● TASK REQUIREMENTS: Reproduce the following records exactly from the line containing "the child's finger." onward, ending with the last line and including it.
** START OF DATA SECTION **
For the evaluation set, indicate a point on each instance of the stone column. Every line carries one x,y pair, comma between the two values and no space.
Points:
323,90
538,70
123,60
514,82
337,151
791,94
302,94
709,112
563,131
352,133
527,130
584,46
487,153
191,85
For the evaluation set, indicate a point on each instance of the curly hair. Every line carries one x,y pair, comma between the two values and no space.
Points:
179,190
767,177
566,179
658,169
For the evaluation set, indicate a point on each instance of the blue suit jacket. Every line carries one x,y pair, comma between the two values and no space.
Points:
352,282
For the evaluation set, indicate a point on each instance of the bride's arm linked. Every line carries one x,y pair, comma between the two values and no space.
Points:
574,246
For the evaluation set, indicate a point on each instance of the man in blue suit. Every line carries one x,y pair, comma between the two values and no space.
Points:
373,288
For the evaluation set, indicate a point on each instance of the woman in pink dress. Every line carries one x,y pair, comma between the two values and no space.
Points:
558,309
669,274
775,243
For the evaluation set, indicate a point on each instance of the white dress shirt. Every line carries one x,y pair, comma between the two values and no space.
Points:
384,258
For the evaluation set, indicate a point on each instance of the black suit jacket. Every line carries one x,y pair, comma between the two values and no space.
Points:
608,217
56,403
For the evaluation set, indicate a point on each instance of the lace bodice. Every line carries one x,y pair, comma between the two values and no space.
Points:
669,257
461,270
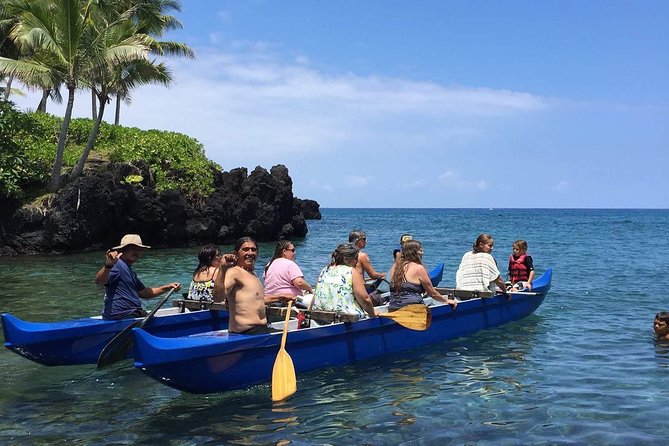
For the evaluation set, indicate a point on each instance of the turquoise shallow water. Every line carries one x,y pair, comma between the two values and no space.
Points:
584,369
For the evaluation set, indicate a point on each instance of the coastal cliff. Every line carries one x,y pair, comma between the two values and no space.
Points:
93,211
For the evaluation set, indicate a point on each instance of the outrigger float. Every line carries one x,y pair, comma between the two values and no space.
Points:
217,361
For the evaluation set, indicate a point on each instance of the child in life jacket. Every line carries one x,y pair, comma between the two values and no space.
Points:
521,268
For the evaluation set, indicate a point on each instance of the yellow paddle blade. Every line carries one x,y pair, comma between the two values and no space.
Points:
284,382
414,317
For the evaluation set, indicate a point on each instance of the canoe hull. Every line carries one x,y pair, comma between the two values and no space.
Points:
209,363
80,341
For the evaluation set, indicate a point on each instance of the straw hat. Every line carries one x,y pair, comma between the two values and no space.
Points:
130,239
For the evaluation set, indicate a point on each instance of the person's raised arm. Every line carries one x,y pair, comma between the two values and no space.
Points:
111,257
367,267
220,293
149,293
303,285
360,293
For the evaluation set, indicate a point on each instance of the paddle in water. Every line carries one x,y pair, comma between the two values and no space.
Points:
414,317
284,382
120,345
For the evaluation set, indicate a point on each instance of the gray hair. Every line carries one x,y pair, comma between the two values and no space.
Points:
344,254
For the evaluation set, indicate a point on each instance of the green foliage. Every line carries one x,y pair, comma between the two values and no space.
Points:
20,172
28,143
133,179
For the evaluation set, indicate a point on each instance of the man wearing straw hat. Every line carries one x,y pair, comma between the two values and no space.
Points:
123,289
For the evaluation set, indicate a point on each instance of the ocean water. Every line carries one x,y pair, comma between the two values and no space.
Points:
584,369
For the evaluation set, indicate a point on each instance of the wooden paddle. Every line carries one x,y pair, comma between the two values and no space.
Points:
414,316
284,382
120,345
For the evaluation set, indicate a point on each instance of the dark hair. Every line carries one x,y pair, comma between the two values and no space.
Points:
356,235
278,251
343,254
410,254
663,316
521,244
482,239
240,241
206,256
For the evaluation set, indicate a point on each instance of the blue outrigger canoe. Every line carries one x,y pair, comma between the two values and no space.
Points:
80,341
218,361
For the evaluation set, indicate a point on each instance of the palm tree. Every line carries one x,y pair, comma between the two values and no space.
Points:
66,44
104,74
152,19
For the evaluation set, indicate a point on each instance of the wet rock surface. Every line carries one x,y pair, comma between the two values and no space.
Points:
95,210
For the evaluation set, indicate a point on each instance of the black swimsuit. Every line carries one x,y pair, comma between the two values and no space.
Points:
409,293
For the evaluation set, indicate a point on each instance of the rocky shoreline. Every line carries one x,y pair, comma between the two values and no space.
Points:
95,210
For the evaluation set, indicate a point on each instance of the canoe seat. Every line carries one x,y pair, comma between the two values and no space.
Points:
196,305
330,317
464,294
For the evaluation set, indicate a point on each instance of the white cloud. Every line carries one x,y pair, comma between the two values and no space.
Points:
357,181
561,186
250,106
452,180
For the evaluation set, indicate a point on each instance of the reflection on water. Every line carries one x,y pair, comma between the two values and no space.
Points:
662,352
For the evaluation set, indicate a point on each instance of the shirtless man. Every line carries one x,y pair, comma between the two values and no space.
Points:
364,265
243,290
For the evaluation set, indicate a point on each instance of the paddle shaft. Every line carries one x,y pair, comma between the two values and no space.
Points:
284,381
414,316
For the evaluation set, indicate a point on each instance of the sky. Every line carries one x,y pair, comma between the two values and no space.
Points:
437,104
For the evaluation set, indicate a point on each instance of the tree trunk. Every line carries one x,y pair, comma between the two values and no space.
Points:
9,87
94,107
58,164
117,116
91,140
42,103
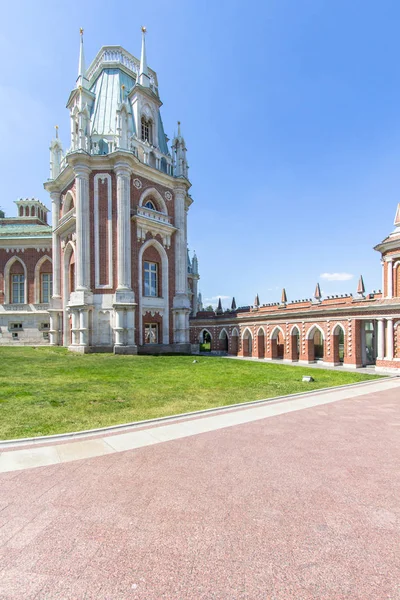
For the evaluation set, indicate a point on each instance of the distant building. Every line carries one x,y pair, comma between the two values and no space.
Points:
113,273
358,331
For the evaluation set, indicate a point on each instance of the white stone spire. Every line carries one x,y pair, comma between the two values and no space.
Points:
81,81
144,78
179,155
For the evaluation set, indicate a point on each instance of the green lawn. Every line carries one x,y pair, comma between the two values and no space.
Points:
50,390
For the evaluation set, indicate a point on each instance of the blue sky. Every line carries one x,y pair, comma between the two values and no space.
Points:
291,114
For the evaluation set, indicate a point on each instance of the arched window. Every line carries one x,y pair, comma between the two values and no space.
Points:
147,130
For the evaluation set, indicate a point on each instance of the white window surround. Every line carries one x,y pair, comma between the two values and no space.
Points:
157,197
150,302
275,333
7,283
37,281
109,285
201,334
151,274
69,202
246,334
335,330
311,331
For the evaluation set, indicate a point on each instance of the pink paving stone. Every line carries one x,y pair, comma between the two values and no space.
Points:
302,506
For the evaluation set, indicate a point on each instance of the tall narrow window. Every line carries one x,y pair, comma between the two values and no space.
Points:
146,130
151,333
18,289
46,287
150,279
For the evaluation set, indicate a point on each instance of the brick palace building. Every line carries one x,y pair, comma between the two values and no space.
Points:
112,271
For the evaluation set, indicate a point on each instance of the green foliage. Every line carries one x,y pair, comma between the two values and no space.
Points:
50,390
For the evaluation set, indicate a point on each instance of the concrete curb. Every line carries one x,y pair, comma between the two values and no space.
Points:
51,439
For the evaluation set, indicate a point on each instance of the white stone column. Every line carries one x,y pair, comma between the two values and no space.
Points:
389,339
75,327
83,327
181,304
54,327
119,327
56,245
123,173
381,339
389,277
82,228
180,242
130,327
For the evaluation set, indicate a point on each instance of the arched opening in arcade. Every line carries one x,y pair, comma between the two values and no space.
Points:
315,344
205,341
295,344
277,343
247,343
223,341
261,343
338,344
235,342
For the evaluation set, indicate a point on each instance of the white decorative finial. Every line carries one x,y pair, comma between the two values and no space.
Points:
144,78
81,81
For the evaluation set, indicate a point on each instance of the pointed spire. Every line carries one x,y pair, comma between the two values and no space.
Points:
361,287
397,217
195,264
144,78
317,293
81,81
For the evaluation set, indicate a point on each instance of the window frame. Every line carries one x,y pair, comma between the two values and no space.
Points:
49,285
151,327
20,288
150,279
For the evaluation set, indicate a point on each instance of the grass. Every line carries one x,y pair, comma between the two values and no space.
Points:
50,390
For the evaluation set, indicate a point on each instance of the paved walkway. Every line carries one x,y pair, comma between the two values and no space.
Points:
277,501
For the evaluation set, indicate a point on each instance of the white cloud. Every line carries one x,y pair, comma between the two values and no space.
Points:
337,276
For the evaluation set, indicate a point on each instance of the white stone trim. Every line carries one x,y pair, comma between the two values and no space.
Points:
160,303
37,281
201,334
220,333
109,284
7,287
67,206
153,192
315,326
249,331
273,336
338,324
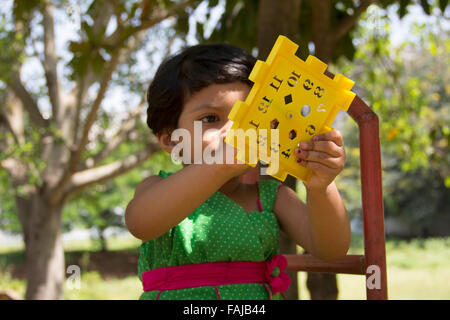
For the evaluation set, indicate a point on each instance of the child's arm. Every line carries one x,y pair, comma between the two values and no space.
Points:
321,226
160,204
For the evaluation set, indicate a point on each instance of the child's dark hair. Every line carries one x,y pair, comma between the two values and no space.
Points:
187,73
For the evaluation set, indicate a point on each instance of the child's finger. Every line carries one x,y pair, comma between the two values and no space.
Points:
332,135
320,157
322,146
318,167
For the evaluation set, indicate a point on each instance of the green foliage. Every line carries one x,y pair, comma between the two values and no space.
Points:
407,86
238,24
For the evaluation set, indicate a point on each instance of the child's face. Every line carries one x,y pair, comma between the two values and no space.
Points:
211,106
** END OF DATA SECTION **
● ANSWER TO THIS EXERCISE:
For the evaluation set, indicate a point on each instance of the child's finger. Every line carries one x,y pair, comma between the two values and no space.
Points:
332,135
320,157
322,146
318,167
For the evaluation set, indicate a point on each instance of the green foliage. Every line carries one x,y pair, comma between the two values and no space.
Points:
407,86
238,24
For the evaluation set, indicate a point on each instance of the child's face. Every line carries one x,y pair, comma between the two values and no space.
Points:
211,106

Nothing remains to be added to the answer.